• Problem set:
1/ According to the article about Iraq's U.S.-provided warplanes, how many F-16 fighter jets is Iraq set to receive from the U.S.?
2/ Write a continuation of the article about Iraq's U.S.-provided warplanes, starting after its final sentence.

Israel Afraid of Iraq’s US-Provided Warplanes

That Israel feels threatened by Iraq - America's intended client - is a monument to the failure of the Iraq war

Recent U.S. military aid and arms sales to Iraq are fueling concern in Israel amid intelligence reports that Baghdad is increasingly allied with Iran and could pose some sort of a threat.

Over the next three years, Iraq is set to receive 36 Lockheed Martin F-16 fighter jets from the U.S. – reportedly of “the same configuration” as F-16s Israel received from Lockheed – as part of an $85 billion rearmament plan for oil-rich Iraq that the Obama administration approved in 2011.

The U.S. spent almost a decade fighting an aggressive war and occupation in order to install a regime more to its liking in Iraq. That Israel is now afraid of Baghdad’s military is a monument to the failure of U.S. intervention in the region.

(Object position labeling rows)
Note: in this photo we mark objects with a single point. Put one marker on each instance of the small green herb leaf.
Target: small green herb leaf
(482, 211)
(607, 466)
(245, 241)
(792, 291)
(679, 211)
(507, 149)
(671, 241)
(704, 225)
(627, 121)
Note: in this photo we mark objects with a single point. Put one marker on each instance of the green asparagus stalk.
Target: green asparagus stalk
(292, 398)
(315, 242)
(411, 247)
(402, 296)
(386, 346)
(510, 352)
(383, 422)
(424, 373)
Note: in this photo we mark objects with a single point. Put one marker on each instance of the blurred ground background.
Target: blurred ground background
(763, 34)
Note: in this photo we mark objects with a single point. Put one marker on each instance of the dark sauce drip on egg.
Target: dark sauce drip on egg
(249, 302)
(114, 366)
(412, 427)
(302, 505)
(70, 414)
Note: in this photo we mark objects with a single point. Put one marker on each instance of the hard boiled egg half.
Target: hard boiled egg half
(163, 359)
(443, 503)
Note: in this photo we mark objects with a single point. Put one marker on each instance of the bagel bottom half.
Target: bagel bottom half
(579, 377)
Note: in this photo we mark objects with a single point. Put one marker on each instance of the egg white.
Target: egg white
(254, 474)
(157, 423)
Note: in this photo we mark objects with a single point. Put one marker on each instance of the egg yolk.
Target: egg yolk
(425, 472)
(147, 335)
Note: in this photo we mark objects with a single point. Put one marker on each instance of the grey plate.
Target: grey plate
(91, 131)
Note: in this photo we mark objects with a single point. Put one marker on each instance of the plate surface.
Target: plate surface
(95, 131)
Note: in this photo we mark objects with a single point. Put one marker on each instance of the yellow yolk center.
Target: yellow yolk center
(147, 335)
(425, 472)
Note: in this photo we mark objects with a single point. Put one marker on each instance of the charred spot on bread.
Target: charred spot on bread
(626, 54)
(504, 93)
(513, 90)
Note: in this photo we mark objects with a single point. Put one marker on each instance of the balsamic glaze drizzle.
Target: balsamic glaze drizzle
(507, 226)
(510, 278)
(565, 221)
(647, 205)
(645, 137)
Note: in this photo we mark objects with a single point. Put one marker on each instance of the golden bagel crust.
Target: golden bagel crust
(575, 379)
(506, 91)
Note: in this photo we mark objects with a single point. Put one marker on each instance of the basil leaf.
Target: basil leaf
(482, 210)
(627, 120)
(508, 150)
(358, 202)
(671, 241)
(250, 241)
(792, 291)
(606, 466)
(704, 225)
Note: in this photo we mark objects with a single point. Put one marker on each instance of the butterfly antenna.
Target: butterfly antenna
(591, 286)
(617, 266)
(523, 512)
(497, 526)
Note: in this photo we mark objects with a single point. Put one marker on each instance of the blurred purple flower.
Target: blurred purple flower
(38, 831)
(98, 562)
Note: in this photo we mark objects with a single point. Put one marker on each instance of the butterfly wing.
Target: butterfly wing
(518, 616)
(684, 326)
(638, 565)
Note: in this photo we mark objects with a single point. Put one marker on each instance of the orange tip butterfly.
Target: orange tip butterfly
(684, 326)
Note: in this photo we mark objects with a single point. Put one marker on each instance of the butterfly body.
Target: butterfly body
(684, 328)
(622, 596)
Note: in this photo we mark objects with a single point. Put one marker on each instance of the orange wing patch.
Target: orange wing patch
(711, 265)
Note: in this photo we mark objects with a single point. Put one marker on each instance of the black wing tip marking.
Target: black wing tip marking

• Expected results:
1/ 36 Lockheed Martin F-16 fighter jets, over the next three years.

2/
It’s not clear whether the Obama administration has taken heed of Israel’s concerns about Iraq’s military capacity, but Washington’s arms sales to Middle East allies like Saudi Arabia, Egypt, Jordan and others has typically taken into account the blind, excessive American commitment to Israeli military superiority.

Rather than posing any threat to Israel, Washington’s military support to Iraq is meant to give the U.S. leverage on key issues like Iran, Syria, control and development of Iraqi oil, and broader influence in the region. The real concern is what it means for the citizens of Iraq to be arming the brutal, corrupt dictatorship to the teeth.

Author: John Glaser

John Glaser writes for Antiwar.com.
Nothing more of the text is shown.